Exercise objective:
Rewrite the lines from the one containing "Task: annotate a point on every instance of the shadow" through the end of the records, swapping "sticker" for "decal" and changing nothing else. Omit the pictures from your answer.
------ Recorded data ------
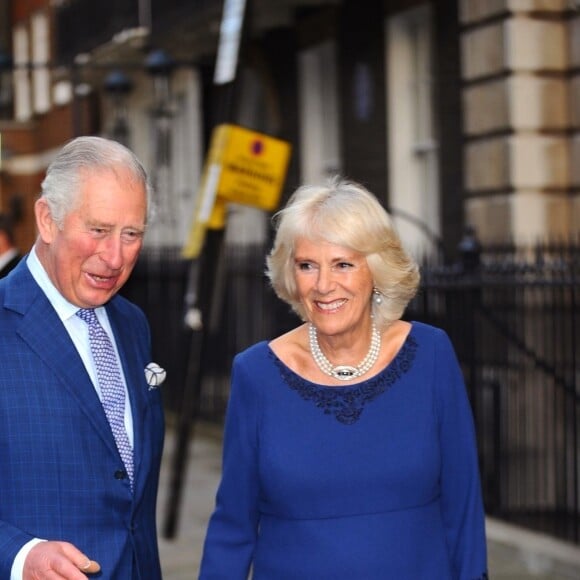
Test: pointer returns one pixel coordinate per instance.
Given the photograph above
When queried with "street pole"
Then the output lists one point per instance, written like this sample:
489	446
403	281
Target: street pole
206	278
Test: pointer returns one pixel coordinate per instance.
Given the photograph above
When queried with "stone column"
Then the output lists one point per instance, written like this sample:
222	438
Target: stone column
520	109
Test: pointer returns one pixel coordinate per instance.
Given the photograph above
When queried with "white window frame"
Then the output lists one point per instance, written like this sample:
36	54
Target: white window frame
413	152
319	112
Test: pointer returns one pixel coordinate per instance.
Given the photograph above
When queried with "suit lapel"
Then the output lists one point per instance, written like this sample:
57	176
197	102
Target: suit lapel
42	329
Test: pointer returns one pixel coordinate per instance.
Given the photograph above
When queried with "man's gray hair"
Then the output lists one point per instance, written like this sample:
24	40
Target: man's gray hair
62	184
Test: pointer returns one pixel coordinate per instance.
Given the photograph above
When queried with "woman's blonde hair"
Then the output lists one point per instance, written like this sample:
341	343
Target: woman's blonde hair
346	214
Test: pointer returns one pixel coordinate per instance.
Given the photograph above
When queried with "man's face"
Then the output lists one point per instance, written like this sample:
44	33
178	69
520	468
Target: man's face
93	255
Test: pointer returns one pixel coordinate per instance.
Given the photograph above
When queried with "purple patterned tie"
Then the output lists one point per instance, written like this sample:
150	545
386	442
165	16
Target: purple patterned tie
111	385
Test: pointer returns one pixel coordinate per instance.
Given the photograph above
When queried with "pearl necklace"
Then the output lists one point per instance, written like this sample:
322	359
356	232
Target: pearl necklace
344	372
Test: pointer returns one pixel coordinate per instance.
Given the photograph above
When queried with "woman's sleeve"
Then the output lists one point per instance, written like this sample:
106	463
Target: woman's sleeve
232	529
462	504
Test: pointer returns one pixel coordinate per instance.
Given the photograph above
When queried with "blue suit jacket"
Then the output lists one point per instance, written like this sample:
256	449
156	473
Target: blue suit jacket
60	471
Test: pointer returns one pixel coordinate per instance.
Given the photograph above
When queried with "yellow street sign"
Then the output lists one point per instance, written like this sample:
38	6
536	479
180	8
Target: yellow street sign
253	166
242	166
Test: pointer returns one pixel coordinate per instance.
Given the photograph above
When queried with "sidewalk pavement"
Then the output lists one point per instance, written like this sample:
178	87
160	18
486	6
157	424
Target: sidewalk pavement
514	553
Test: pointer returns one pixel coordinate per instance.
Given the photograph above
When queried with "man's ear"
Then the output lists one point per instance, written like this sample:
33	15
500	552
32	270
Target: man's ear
47	228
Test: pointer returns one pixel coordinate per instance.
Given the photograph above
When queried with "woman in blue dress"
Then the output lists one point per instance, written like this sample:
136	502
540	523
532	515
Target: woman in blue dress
349	447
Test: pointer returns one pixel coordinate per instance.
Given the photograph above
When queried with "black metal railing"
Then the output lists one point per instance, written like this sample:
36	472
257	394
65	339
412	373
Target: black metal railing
515	321
514	318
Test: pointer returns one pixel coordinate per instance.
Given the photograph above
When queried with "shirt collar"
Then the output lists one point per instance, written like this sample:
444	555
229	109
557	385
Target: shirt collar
63	307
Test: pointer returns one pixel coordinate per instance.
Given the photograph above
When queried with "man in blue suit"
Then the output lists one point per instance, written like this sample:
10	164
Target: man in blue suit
70	504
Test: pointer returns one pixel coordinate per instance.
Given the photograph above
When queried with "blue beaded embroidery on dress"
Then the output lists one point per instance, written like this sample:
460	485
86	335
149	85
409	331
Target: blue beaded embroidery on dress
347	403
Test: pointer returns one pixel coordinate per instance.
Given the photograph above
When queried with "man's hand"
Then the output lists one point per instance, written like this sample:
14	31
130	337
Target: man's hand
57	561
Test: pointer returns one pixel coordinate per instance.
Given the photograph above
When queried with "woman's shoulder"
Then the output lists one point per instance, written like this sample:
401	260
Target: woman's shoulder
428	331
253	353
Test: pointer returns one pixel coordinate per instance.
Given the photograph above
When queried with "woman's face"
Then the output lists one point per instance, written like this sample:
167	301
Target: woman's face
334	285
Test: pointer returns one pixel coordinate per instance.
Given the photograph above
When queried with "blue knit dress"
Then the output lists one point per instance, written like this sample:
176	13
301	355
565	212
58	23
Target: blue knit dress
372	481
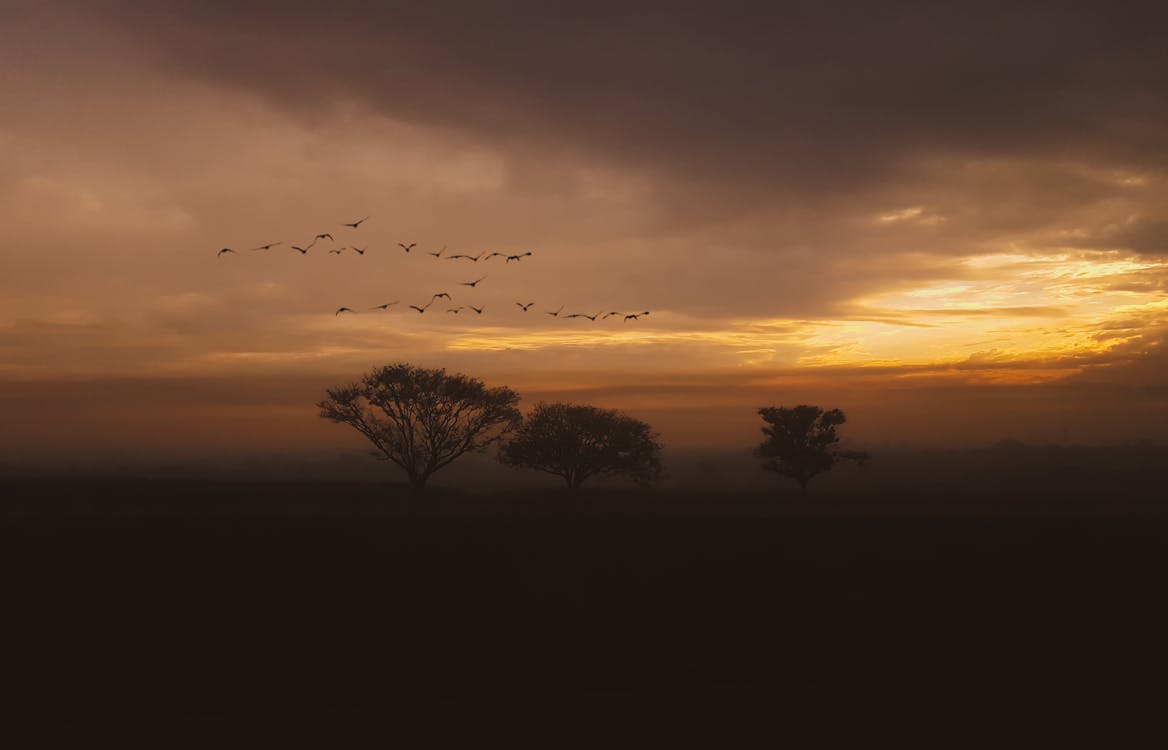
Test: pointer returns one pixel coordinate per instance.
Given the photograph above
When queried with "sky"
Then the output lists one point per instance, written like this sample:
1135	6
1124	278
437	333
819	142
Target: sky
948	220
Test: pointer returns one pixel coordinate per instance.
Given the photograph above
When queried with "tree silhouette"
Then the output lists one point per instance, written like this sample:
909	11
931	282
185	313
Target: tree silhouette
801	442
579	442
423	419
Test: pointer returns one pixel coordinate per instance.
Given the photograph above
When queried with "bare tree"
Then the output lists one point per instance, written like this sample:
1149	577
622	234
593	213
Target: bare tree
801	442
579	442
423	419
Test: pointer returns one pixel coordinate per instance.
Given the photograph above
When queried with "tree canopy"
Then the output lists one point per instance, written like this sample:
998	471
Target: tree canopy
423	419
801	442
579	442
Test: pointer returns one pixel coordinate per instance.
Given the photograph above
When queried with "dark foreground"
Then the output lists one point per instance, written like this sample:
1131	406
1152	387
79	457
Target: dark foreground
196	612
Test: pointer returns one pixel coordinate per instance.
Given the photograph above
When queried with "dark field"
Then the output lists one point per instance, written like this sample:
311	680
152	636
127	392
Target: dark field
186	611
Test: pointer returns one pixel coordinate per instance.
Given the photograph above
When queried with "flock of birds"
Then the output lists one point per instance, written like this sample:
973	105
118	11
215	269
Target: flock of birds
438	254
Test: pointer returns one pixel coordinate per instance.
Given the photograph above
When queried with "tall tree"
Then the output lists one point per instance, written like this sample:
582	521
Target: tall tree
579	442
423	419
801	442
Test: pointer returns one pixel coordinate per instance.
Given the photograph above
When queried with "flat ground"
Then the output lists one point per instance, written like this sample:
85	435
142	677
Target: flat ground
167	610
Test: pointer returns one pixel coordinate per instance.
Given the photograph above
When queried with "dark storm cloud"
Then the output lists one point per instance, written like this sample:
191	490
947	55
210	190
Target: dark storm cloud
808	97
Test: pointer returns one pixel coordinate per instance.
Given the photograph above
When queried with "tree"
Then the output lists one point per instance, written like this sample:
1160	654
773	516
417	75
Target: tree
423	419
801	442
578	442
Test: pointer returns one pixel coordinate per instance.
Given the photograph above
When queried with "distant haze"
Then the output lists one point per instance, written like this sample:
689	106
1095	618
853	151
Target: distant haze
950	222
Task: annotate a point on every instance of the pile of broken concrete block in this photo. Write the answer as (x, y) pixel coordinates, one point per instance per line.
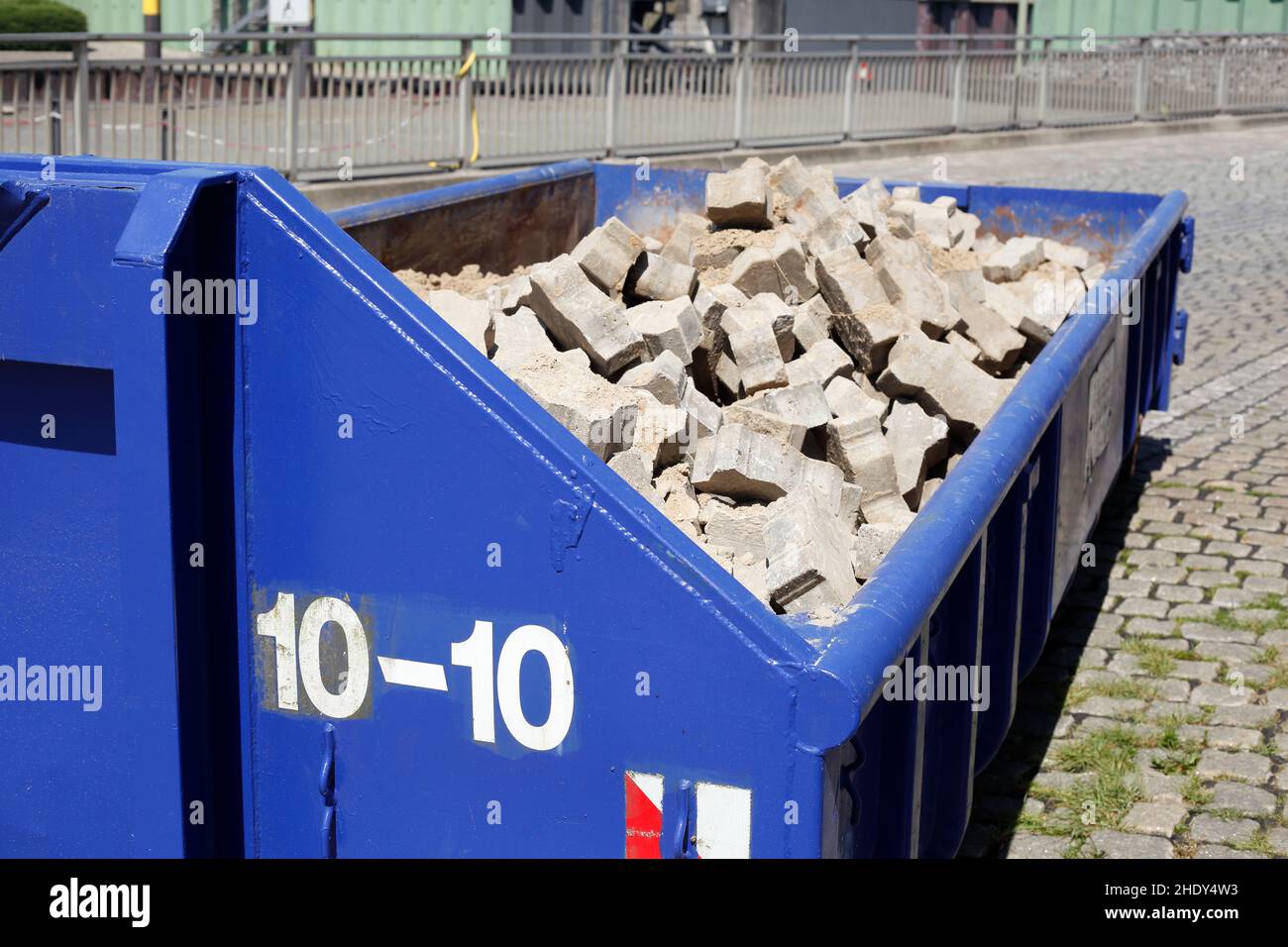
(789, 377)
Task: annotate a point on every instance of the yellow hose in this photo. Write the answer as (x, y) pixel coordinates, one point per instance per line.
(475, 115)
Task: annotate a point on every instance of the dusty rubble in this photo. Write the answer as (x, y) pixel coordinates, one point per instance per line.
(789, 377)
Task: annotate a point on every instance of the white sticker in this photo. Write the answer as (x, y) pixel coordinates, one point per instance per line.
(1100, 408)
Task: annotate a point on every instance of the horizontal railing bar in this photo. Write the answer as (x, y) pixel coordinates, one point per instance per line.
(639, 38)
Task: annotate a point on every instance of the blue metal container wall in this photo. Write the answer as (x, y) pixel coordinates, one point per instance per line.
(85, 528)
(445, 655)
(977, 579)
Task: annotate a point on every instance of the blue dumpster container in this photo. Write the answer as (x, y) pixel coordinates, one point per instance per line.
(426, 620)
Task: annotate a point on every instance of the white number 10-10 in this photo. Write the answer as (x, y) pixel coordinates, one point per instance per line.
(488, 686)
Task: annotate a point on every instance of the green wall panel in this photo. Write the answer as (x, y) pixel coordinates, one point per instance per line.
(407, 17)
(1134, 17)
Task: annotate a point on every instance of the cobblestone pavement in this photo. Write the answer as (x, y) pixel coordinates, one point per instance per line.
(1157, 723)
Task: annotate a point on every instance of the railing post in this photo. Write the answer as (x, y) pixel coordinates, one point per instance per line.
(294, 76)
(851, 69)
(616, 76)
(960, 86)
(81, 97)
(739, 90)
(1141, 81)
(1017, 71)
(465, 97)
(1044, 84)
(1223, 77)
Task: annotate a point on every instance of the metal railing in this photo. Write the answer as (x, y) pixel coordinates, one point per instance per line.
(458, 99)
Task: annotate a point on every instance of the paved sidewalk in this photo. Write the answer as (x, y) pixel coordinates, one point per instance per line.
(1157, 723)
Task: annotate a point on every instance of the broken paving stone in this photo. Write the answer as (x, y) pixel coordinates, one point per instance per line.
(854, 338)
(739, 528)
(738, 198)
(580, 316)
(595, 411)
(871, 545)
(664, 377)
(681, 245)
(759, 359)
(965, 347)
(660, 432)
(964, 230)
(519, 334)
(858, 447)
(656, 277)
(811, 322)
(755, 270)
(472, 318)
(790, 176)
(704, 416)
(807, 557)
(884, 325)
(824, 480)
(789, 257)
(1048, 295)
(781, 317)
(636, 470)
(927, 489)
(716, 250)
(930, 219)
(756, 418)
(606, 254)
(943, 382)
(709, 303)
(820, 364)
(746, 466)
(509, 295)
(1016, 258)
(964, 285)
(752, 573)
(999, 344)
(728, 379)
(905, 270)
(848, 282)
(804, 405)
(917, 442)
(1065, 254)
(846, 399)
(679, 500)
(668, 326)
(850, 505)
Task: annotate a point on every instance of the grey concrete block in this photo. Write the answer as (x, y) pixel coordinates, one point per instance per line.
(917, 442)
(1016, 258)
(668, 326)
(746, 466)
(472, 318)
(807, 557)
(760, 361)
(664, 377)
(738, 198)
(820, 364)
(578, 315)
(606, 254)
(870, 547)
(595, 411)
(656, 277)
(943, 382)
(905, 270)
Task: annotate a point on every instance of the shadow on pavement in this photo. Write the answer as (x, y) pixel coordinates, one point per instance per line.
(1001, 789)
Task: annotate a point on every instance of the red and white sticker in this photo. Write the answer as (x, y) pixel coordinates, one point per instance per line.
(722, 817)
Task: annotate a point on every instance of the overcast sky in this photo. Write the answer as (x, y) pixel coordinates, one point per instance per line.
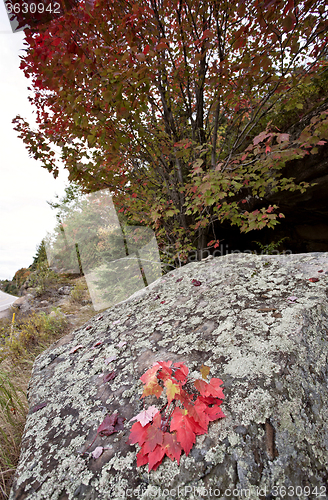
(25, 187)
------
Solution for this task:
Task: annotate a point on every instance of the shadow on pavement in this photo. Write the answer as (x, y) pixel coordinates, one point per instance per line.
(1001, 789)
Task: annotate a point on every instance of the red and white decal in this photo. Write the answer as (x, y) pixel coordinates, one point per instance per line.
(722, 817)
Task: annotate a point on every instance of the overcast sky in this photo. Write the answer as (x, y) pixel coordinates, one point per instance per line.
(25, 187)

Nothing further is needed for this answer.